READING PASSAGE —
◇ ◇ ◇ ◇

A high-performance organic field-effect transistor based on platinum(II) porphyrin: peripheral substituents on porphyrin ligand significantly affect film structure and charge mobility

Organic field‐effect transistors incorporating planar π‐conjugated metal‐free macrocycles and their metal derivatives are fabricated by vacuum deposition. The crystal structures of [H2(OX)] (H2OX=etioporphyrin‐I), [Cu(OX)], [Pt(OX)], and [Pt(TBP)] (H2TBP=tetra‐(n‐butyl)porphyrin) as determined by single crystal X‐ray diffraction (XRD), reveal the absence of occluded solvent molecules. The field‐effect transistors (FETs) made from thin films of all these metal‐free macrocycles and their metal derivatives show a p‐type semiconductor behavior with a charge mobility (μ) ranging from 10−6 to 10−1 cm2 V−1 s−1. Annealing the as‐deposited Pt(OX) film leads to the formation of a polycrystalline film that exhibits excellent overall charge transport properties with a charge mobility of up to 3.2×10−1 cm2 V−1 s−1, which is the best value reported for a metalloporphyrin. Compared with their metal derivatives, the field‐effect transistors made from thin films of metal‐free macrocycles (except tetra‐(n‐propyl)porphycene) have significantly lower μ values (3.0×10−6–3.7×10−5 cm2 V−1 s−1)

◇ ◇ ◇ ◇

BRIEF 1 —
Answer these questions about the porphyrin transistor abstract:
(a) By what method were the field-effect transistors fabricated?
(b) What type of semiconductor behavior do all the transistors show?
(c) What is the highest charge mobility the annealed Pt(OX) film reaches?
The entries have no connection to the abstract about the porphyrin transistors.

◇ ◇ ◇ ◇

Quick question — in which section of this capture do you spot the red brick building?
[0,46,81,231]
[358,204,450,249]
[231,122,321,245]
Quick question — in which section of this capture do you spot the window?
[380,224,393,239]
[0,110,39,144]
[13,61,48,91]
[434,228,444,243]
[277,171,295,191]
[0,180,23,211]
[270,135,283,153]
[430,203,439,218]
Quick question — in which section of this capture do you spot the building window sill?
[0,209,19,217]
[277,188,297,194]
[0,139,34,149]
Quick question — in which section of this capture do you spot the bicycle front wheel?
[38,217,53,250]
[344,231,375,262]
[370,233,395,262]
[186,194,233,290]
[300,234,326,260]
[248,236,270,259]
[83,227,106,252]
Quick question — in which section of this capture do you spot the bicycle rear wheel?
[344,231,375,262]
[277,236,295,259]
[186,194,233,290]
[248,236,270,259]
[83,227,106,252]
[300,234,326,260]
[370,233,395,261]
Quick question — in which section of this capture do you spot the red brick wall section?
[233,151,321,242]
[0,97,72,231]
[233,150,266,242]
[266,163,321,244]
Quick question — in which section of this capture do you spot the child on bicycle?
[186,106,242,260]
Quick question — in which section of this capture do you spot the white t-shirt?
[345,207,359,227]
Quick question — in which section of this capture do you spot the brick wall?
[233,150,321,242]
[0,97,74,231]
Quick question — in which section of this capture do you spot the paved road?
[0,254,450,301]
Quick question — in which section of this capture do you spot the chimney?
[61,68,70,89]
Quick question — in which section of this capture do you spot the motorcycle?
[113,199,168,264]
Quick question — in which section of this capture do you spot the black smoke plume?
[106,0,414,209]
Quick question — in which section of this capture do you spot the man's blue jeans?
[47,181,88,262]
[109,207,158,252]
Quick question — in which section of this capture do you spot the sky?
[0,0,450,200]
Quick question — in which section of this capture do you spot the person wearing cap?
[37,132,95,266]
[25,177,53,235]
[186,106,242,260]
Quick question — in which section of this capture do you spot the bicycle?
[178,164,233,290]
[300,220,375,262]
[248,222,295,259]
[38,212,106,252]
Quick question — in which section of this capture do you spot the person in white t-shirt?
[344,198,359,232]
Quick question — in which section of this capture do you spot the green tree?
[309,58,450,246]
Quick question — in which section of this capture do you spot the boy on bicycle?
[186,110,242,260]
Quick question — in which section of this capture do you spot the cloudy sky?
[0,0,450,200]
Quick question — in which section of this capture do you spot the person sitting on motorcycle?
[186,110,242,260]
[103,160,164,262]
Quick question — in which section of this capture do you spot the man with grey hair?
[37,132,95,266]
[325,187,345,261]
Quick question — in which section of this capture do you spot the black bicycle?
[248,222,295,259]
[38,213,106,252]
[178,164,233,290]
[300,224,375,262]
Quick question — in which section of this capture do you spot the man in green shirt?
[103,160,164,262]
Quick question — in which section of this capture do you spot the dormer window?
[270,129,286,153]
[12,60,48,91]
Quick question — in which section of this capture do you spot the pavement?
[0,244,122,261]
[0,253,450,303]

◇ ◇ ◇ ◇

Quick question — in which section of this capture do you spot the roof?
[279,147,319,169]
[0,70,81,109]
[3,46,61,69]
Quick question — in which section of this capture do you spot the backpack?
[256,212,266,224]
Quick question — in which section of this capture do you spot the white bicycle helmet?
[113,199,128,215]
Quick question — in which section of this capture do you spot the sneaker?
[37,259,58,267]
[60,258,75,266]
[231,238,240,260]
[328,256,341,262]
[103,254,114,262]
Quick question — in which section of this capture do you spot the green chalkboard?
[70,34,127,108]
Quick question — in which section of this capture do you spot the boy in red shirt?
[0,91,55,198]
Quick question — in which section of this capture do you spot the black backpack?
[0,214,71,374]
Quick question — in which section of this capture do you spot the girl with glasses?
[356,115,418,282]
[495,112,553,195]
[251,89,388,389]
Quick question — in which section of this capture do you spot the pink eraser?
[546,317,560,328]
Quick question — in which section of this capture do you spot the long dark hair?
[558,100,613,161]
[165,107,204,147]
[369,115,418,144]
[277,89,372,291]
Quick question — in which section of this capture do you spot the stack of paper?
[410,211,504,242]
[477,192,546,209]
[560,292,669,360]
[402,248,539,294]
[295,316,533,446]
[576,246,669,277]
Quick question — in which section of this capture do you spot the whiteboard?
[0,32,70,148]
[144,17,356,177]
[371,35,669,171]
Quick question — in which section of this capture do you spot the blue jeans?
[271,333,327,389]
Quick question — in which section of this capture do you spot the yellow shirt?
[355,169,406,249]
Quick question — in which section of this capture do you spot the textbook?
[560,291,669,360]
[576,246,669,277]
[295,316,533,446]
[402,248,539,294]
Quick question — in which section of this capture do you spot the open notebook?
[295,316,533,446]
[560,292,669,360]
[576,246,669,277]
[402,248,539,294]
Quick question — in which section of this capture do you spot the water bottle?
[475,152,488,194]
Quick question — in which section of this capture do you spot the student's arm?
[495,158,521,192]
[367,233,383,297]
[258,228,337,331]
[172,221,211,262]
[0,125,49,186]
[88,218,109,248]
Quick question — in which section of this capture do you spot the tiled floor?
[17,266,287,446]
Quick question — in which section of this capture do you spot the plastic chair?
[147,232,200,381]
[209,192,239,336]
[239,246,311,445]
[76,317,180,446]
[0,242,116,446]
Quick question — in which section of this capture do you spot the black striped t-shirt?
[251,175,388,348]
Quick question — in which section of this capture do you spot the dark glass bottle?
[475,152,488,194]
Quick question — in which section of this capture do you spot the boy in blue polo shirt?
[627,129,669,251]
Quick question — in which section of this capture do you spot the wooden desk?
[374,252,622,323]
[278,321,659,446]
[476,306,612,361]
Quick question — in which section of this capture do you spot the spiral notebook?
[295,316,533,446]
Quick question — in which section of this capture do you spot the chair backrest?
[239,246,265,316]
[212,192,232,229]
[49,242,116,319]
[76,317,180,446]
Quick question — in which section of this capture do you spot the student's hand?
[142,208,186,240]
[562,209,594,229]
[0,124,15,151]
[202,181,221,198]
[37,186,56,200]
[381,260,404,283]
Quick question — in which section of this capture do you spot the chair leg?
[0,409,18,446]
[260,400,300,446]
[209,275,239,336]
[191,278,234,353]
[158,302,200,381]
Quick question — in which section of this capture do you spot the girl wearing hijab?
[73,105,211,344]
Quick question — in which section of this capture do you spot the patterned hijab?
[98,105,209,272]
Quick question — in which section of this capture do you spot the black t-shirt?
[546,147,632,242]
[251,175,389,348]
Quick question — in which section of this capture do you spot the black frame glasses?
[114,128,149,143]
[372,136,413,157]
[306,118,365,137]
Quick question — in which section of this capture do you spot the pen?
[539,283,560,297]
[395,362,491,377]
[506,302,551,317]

◇ ◇ ◇ ◇

BRIEF 2 —
In the entries from the line with "the spiral notebook?" to the line with "[158,302,200,381]", change "chair" to "seat". Write out only those lines, with nothing else altered.

FULL OUTPUT 1 —
(a) Vacuum deposition.
(b) p-type.
(c) Up to 3.2×10−1 cm2 V−1 s−1.

FULL OUTPUT 2 —
Quick question — in which section of this capture do you spot the spiral notebook?
[295,316,533,446]
Quick question — in which section of this capture do you spot the seat backrest?
[239,246,265,316]
[212,192,232,229]
[49,242,116,319]
[76,317,180,446]
Quick question — in which section of this capture do you spot the student's hand?
[142,208,186,240]
[562,209,594,229]
[0,124,15,151]
[202,181,221,198]
[37,186,56,200]
[381,260,404,283]
Quick question — in which section of this capture do you spot the seat leg?
[0,409,18,446]
[260,400,300,446]
[209,275,239,336]
[191,278,234,353]
[158,302,200,381]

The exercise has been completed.